_YOUR TASK_. When writing out the entries below, keep only the lines from the line with "# point at: the green grass" to the line with "# point at: the crown", both included, exactly as they are, and leave the pictures aside.

_RECORDS FOR THIS TASK_.
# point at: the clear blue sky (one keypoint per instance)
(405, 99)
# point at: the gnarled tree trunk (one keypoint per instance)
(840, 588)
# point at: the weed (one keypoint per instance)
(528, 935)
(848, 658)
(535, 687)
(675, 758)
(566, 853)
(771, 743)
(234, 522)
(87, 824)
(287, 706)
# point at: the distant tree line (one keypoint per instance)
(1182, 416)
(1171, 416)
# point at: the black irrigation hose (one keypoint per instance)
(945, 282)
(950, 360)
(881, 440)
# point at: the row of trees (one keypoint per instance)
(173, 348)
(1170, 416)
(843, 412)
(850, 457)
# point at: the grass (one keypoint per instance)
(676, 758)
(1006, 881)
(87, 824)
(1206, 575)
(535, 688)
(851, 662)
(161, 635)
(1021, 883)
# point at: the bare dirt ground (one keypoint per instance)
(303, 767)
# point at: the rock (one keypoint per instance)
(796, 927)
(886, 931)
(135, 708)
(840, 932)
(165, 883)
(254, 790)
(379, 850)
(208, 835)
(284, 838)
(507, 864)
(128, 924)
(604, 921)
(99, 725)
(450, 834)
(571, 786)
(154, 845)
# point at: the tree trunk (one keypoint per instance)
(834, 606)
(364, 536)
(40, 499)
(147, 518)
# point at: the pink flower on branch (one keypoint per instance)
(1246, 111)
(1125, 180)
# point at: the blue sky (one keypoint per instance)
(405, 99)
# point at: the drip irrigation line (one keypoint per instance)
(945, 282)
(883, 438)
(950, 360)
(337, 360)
==
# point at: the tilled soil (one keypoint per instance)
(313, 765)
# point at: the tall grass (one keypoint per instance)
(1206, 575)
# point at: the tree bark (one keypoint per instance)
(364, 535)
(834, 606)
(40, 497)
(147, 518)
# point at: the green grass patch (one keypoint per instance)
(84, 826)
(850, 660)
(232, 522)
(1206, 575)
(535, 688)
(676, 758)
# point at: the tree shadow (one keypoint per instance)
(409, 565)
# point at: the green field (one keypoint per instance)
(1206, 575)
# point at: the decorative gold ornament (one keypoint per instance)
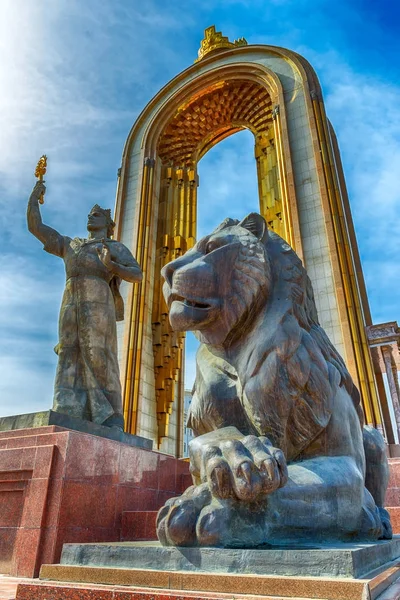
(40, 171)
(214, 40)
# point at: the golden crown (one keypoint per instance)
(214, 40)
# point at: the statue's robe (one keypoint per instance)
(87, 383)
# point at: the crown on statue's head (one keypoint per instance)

_THE COMPLETED TASK_.
# point at: the green grass patch (one keypoint per instance)
(84, 826)
(850, 660)
(232, 522)
(1206, 575)
(535, 688)
(676, 758)
# point at: the tree shadow (one keypoint per instance)
(409, 565)
# point at: the green field (one keypoint per instance)
(1206, 575)
# point at: the decorative gold ornament (one keypoint per instance)
(40, 171)
(214, 40)
# point at: the golden crown (one keypoint per instance)
(214, 40)
# point at: the statue's robe (one keypoint per instance)
(87, 383)
# point at: the crown on statue's head (one keypoint per instance)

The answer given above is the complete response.